Exercise requirements: Count the lines below that contain "white". Answer with the number alone.

-------- Input material

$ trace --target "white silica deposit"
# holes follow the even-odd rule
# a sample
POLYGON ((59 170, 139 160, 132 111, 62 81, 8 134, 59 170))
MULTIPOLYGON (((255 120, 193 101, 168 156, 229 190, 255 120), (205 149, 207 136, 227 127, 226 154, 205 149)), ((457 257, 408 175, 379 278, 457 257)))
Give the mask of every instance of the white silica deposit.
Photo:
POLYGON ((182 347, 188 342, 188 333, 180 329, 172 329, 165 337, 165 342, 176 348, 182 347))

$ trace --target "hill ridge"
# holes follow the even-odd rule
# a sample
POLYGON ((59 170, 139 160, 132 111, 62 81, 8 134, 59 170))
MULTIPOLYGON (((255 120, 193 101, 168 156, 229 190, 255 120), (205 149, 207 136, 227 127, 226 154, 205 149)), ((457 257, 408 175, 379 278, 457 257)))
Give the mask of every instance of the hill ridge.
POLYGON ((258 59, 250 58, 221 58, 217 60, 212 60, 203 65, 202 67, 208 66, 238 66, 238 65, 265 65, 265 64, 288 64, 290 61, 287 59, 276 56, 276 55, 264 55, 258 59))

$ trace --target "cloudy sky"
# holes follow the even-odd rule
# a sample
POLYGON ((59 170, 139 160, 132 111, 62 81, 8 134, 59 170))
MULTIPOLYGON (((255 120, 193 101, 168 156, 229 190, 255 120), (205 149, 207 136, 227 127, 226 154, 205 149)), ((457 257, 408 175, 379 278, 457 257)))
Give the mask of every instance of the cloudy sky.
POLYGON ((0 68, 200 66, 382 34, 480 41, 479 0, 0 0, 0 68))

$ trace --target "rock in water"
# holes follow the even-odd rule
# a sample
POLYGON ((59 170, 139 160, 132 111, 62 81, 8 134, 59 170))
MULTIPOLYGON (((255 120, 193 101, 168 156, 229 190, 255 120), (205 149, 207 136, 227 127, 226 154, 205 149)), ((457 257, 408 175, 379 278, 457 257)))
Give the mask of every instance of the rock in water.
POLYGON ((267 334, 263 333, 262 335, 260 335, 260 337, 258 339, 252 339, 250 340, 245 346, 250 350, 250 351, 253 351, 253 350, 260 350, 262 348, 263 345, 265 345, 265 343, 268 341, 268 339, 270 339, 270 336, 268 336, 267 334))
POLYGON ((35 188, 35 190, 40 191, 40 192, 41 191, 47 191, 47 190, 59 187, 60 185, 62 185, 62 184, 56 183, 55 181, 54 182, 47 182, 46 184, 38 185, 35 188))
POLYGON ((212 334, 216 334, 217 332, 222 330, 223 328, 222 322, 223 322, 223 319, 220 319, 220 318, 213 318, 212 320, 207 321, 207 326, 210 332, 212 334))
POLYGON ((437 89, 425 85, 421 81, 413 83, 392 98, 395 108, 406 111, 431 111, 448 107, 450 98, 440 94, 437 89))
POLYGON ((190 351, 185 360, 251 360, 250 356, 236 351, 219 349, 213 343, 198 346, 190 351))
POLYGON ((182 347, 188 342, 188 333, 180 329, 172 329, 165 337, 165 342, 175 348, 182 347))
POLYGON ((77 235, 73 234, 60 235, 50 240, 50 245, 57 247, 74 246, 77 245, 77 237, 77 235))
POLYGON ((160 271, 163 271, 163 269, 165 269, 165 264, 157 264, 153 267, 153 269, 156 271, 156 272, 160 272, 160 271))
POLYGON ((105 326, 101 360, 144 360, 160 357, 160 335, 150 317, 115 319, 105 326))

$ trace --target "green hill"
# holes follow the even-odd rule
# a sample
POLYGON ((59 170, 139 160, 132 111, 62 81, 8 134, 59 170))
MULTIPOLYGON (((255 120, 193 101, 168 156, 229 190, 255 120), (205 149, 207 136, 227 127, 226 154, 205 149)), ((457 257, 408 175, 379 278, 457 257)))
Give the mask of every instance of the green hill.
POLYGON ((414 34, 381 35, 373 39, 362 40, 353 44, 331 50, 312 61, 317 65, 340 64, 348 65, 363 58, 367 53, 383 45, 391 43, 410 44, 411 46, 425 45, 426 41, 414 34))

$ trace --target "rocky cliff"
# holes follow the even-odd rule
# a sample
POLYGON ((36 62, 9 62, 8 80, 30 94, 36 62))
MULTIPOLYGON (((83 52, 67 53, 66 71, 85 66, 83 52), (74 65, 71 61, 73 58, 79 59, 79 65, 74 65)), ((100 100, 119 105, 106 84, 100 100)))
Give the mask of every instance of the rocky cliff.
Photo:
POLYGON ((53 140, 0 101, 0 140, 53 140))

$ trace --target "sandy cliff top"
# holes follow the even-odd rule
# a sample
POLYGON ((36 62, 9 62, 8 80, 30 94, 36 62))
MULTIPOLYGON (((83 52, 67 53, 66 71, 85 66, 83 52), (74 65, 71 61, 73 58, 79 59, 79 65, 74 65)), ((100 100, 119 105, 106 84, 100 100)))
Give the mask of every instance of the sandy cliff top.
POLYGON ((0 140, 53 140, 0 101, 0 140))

----------------

Solution: 2